» **WHAT YOU SHOULD DO**
Your output should contain every record, unchanged.

Items listed in a dataset:
================

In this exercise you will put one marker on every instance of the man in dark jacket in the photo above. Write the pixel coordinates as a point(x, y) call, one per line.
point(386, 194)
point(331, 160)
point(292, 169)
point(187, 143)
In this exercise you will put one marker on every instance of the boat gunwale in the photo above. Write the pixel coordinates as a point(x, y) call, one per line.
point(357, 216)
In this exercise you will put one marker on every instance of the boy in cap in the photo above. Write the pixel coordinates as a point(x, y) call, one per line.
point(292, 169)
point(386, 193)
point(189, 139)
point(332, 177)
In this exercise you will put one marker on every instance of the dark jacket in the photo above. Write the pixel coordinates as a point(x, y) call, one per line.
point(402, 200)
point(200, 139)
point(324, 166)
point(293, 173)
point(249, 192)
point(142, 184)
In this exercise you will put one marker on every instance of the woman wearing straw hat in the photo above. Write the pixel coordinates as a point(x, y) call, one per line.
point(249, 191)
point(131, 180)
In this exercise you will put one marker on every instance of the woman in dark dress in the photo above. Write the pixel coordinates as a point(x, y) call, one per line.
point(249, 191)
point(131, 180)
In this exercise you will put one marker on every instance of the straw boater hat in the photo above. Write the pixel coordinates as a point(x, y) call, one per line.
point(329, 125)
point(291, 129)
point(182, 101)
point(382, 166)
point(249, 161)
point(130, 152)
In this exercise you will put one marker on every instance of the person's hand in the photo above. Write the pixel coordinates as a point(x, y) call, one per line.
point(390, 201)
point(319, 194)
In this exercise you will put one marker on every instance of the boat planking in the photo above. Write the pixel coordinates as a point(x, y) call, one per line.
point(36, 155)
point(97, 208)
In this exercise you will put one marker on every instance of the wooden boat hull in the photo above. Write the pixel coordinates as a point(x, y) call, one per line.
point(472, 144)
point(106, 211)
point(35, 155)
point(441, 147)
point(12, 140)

================

» **WRITTEN ANSWER**
In this exercise you will put one marker on every instance of the man in dark jacket in the photo above. Write the pixel coordinates as a point(x, y) call, one per line.
point(386, 194)
point(331, 160)
point(292, 169)
point(187, 143)
In this exercise you will put one marker on every instance of the boat gunwale in the photo above. Write the pixel coordinates as a point(x, y) call, one per line.
point(357, 216)
In this exercise you will put one marker on every instance of the boy in cap in the photo above. Write the pixel coordinates as a point(x, y) call, one per line.
point(292, 169)
point(386, 193)
point(189, 139)
point(332, 177)
In this exercise you will put one marker on every instance of the dark jacket in the photo above. Write the pixel coordinates as a point(x, y) call, one per line.
point(402, 200)
point(200, 139)
point(324, 166)
point(293, 173)
point(249, 192)
point(142, 184)
In this exercise you will put one marker on every instance of the woman wearing straw hat in the photo above. Write the pixel coordinates as a point(x, y) call, one per line.
point(249, 191)
point(131, 180)
In this exercise you will put one marker on every instance of the woman in dark dress in the photo above. Write the pixel coordinates as a point(x, y) call, one per line.
point(249, 191)
point(131, 180)
In this exercise you will put one marker on every instance of the straw boater hat in the photo above. Write the pixel coordinates as a point(x, y) call, one per line.
point(329, 125)
point(291, 129)
point(182, 101)
point(382, 166)
point(249, 161)
point(130, 152)
In this exercise you will put one marker on every instance of the person's hand in the photo above. Write the pixel coordinates as a point(x, y) call, one per line.
point(390, 201)
point(319, 194)
In this exercise you will put one marker on every instance of the boat planking in the photo above. Write the pixel coordinates as a point(x, y) call, one per line.
point(36, 155)
point(97, 208)
In this exercise you will put one marker on every instance of the wooden boat hull in the photo above. Write the pixel coordinates as a point(x, y) call, one per line.
point(472, 144)
point(106, 211)
point(35, 155)
point(441, 147)
point(12, 140)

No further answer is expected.